** Opening Records for this task block **
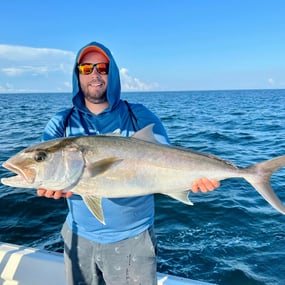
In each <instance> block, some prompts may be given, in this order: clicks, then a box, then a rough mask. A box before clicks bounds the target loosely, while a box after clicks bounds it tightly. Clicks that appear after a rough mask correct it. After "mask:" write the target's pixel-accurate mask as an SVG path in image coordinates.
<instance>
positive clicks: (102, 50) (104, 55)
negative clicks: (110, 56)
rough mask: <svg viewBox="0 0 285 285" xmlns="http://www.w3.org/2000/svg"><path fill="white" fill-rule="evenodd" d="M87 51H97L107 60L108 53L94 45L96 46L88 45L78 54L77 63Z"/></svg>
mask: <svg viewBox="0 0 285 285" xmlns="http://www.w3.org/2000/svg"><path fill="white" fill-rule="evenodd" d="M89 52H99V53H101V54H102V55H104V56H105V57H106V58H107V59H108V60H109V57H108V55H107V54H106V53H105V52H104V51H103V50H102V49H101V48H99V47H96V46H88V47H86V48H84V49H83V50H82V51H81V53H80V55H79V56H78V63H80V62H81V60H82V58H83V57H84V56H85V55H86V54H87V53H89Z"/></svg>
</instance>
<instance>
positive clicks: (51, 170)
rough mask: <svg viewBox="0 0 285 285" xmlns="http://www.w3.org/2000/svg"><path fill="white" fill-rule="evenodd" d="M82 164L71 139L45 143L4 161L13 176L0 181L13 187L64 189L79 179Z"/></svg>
** Closing Records for this task block **
** Opening Records for this task block **
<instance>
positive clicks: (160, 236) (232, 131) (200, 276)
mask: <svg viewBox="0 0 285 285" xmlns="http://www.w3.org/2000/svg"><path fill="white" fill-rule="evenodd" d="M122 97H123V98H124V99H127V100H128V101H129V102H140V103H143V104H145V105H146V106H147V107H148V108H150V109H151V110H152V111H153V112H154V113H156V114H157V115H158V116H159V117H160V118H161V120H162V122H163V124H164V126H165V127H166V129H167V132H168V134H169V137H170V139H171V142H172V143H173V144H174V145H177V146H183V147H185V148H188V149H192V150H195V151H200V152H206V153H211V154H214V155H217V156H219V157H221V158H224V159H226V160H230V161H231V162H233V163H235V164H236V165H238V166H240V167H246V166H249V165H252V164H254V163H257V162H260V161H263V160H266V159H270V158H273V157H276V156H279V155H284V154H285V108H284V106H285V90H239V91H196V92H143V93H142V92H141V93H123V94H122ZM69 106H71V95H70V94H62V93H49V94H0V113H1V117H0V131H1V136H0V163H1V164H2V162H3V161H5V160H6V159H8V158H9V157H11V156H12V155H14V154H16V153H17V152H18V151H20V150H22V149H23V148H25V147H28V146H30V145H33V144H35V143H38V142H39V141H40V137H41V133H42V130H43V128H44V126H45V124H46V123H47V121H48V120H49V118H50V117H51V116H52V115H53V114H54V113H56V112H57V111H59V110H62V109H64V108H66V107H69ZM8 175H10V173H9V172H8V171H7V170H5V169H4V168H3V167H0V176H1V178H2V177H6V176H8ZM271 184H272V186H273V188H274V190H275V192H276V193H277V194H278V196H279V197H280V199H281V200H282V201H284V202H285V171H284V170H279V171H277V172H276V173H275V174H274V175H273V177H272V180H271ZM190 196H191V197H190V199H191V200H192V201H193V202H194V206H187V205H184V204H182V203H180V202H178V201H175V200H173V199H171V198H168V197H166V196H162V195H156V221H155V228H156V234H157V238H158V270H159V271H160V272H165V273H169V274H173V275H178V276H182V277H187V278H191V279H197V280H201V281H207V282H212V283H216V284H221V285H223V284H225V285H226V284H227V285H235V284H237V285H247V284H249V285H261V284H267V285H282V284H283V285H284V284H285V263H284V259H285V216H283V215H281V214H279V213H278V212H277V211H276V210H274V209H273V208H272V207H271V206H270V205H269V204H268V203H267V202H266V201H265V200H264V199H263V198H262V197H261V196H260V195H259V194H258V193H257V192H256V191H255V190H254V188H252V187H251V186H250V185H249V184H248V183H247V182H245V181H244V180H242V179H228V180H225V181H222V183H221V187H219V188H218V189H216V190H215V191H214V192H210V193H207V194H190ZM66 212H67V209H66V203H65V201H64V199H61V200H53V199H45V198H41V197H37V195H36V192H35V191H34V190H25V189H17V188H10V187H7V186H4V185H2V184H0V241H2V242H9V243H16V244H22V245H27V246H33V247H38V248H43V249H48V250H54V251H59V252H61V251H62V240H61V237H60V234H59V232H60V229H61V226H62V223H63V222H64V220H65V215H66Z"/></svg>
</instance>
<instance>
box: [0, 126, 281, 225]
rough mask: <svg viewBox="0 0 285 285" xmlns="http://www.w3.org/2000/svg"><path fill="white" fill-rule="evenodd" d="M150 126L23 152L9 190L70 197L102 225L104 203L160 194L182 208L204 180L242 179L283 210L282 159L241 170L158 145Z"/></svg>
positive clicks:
** Closing Records for this task block **
What needs to be done :: Rewrite the lines beginning at the one that has "In each <instance>" and stopping after the one that has "51H97L107 60L108 53L94", changing "negative clicks" to "negative points" and leaving everything else the same.

Finished task ::
In each <instance> block, some prompts may be given, in this order: clicks, then a box, then a rough mask. A box before clicks bounds the target loosely, while a box after clicks bounds it tightly. Clicks that appear after a rough mask correct it. After "mask:" write the target's pixel-accurate mask as an SVG path in image coordinates.
<instance>
positive clicks: (102, 50) (104, 55)
negative points: (110, 56)
rough mask: <svg viewBox="0 0 285 285" xmlns="http://www.w3.org/2000/svg"><path fill="white" fill-rule="evenodd" d="M87 51H97L107 60L108 53L94 45L96 46L88 45L78 54L77 63Z"/></svg>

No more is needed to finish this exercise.